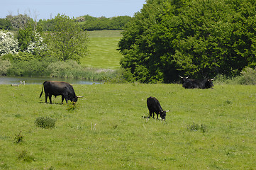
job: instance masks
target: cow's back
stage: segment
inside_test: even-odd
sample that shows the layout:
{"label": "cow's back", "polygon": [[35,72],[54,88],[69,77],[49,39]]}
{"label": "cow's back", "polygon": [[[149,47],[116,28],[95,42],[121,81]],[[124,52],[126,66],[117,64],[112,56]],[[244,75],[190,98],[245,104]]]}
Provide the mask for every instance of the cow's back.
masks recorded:
{"label": "cow's back", "polygon": [[[154,112],[159,112],[162,110],[159,101],[155,97],[149,97],[147,98],[147,105],[148,110]],[[162,110],[161,110],[162,111]]]}

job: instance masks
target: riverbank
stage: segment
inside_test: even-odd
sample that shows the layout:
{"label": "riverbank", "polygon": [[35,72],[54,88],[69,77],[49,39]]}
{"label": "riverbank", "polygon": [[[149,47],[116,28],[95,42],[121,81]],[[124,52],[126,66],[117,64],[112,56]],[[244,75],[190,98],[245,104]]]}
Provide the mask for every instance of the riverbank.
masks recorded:
{"label": "riverbank", "polygon": [[42,84],[45,81],[63,81],[75,84],[97,84],[101,81],[57,77],[0,76],[0,84]]}

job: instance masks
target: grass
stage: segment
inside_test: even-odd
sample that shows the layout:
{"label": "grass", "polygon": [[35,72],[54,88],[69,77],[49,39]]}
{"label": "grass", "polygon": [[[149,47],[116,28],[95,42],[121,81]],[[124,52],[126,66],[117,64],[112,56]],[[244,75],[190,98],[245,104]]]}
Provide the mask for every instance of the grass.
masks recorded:
{"label": "grass", "polygon": [[[84,97],[69,110],[38,98],[40,85],[0,85],[0,169],[255,169],[255,86],[214,88],[74,84]],[[143,118],[150,96],[165,121]]]}
{"label": "grass", "polygon": [[82,66],[100,69],[116,69],[120,68],[122,55],[116,50],[122,37],[121,30],[89,31],[89,54],[81,58]]}

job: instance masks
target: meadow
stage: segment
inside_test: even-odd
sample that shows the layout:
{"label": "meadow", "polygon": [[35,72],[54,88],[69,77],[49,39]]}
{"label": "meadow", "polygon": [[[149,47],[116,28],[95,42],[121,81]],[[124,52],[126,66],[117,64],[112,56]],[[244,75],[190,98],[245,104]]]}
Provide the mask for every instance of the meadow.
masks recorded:
{"label": "meadow", "polygon": [[[0,85],[0,169],[255,169],[255,86],[73,86],[72,108],[45,103],[41,85]],[[150,96],[166,120],[144,118]]]}
{"label": "meadow", "polygon": [[122,55],[116,50],[122,37],[122,30],[88,31],[89,55],[81,58],[82,66],[98,69],[116,69],[120,68]]}

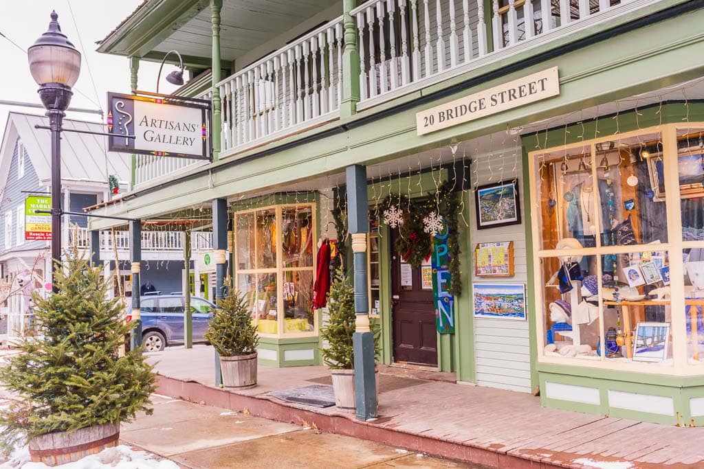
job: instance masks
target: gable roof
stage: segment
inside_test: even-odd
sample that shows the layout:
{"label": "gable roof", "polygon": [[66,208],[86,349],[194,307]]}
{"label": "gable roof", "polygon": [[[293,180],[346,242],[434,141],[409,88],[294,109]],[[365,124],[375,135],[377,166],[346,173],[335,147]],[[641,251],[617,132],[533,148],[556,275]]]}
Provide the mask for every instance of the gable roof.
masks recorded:
{"label": "gable roof", "polygon": [[[51,179],[51,133],[35,125],[49,125],[49,118],[43,115],[11,112],[8,115],[5,133],[0,145],[0,181],[7,179],[9,158],[12,158],[15,140],[19,137],[25,146],[32,165],[44,183]],[[105,126],[97,122],[64,119],[63,128],[73,130],[106,131]],[[120,184],[130,181],[130,156],[108,151],[108,139],[101,135],[65,131],[61,134],[61,180],[107,185],[108,176],[117,176]]]}

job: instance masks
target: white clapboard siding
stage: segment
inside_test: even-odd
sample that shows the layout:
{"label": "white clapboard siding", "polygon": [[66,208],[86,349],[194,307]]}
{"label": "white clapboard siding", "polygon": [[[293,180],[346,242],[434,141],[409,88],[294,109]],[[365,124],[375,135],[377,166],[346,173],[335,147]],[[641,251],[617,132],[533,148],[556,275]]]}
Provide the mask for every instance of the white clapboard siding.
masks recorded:
{"label": "white clapboard siding", "polygon": [[[522,177],[520,158],[520,153],[517,157],[513,151],[510,151],[505,155],[479,156],[472,160],[473,184],[483,186],[499,182],[502,174],[504,181],[511,181],[514,177],[517,177],[522,209],[521,224],[484,230],[477,229],[477,221],[474,219],[476,214],[474,210],[471,210],[472,219],[470,221],[470,224],[472,227],[470,241],[472,252],[479,243],[513,241],[515,271],[513,277],[476,277],[472,274],[473,282],[510,283],[526,282],[527,266],[524,224],[525,219],[522,213],[525,186]],[[513,171],[514,165],[516,168],[515,172]],[[472,192],[470,206],[472,207],[474,207],[474,193]],[[474,325],[477,384],[481,386],[529,392],[531,391],[530,349],[528,322],[474,318]]]}

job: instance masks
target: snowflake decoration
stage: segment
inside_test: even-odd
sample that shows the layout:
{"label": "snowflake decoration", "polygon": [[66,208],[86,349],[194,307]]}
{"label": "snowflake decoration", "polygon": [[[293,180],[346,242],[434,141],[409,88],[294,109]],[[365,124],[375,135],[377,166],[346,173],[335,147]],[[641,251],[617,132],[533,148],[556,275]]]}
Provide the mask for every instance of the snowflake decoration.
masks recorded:
{"label": "snowflake decoration", "polygon": [[384,211],[384,223],[391,228],[398,228],[403,224],[403,211],[391,205]]}
{"label": "snowflake decoration", "polygon": [[441,217],[436,212],[433,212],[429,215],[424,218],[423,225],[425,226],[423,231],[426,233],[429,233],[434,236],[442,231],[443,228],[444,227],[442,217]]}

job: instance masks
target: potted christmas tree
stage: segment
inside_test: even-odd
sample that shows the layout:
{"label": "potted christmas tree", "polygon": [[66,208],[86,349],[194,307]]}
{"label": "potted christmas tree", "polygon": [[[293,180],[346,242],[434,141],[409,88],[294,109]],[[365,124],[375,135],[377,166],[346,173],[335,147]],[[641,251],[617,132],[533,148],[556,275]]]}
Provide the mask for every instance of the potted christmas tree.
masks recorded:
{"label": "potted christmas tree", "polygon": [[0,368],[17,397],[0,414],[6,452],[24,442],[33,461],[77,461],[115,446],[120,422],[151,413],[156,377],[141,350],[118,355],[134,325],[119,300],[106,300],[108,283],[74,252],[54,273],[58,291],[34,293],[37,335],[21,339],[23,353]]}
{"label": "potted christmas tree", "polygon": [[226,387],[252,387],[257,384],[257,328],[249,316],[245,296],[232,288],[218,302],[208,340],[220,354],[222,385]]}
{"label": "potted christmas tree", "polygon": [[[320,337],[327,342],[328,346],[321,349],[320,353],[332,374],[335,406],[344,410],[354,410],[354,347],[352,342],[356,328],[354,289],[341,268],[336,273],[330,285],[327,307],[329,321],[322,328]],[[375,348],[377,345],[376,335],[375,333]]]}

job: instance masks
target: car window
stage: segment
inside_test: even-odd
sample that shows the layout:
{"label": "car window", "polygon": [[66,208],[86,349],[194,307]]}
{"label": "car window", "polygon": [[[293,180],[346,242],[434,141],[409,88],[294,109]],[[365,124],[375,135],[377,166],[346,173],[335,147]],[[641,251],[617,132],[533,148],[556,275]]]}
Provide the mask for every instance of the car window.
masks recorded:
{"label": "car window", "polygon": [[159,310],[162,313],[182,313],[183,300],[177,297],[161,297],[159,298]]}
{"label": "car window", "polygon": [[139,311],[143,313],[153,313],[156,311],[156,298],[142,300],[139,303]]}
{"label": "car window", "polygon": [[209,313],[213,309],[212,305],[200,298],[191,298],[191,311],[194,313]]}

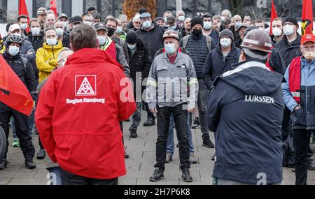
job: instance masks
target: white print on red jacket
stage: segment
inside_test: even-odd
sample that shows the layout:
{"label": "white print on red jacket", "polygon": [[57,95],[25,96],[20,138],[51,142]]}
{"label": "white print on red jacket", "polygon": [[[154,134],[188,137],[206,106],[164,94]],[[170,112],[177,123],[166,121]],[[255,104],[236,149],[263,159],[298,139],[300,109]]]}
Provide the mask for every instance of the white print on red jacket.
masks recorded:
{"label": "white print on red jacket", "polygon": [[106,102],[105,98],[79,98],[80,96],[93,96],[97,93],[97,75],[85,75],[75,76],[75,96],[78,97],[74,99],[66,100],[66,104],[80,104],[80,103],[102,103]]}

## Description of the task
Pick out every line of the listing that contains the string "gable", and copy each one in full.

## Solved exercise
target: gable roof
{"label": "gable roof", "polygon": [[66,208],[86,349],[194,307]]}
{"label": "gable roof", "polygon": [[[293,180],[346,242],[434,141],[409,88],[294,109]],[[365,124],[375,135],[377,166],[346,173],[335,147]],[[641,251],[617,132],[533,148],[556,275]]]}
Provide the mask for every instance of the gable roof.
{"label": "gable roof", "polygon": [[[51,179],[51,133],[35,125],[49,125],[49,118],[43,115],[11,112],[8,115],[5,133],[0,145],[0,181],[7,179],[9,158],[12,158],[15,140],[19,137],[25,146],[32,165],[44,183]],[[105,126],[97,122],[64,119],[63,128],[73,130],[106,131]],[[120,184],[130,181],[130,156],[108,151],[108,139],[101,135],[65,131],[61,134],[61,180],[107,185],[108,176],[117,176]]]}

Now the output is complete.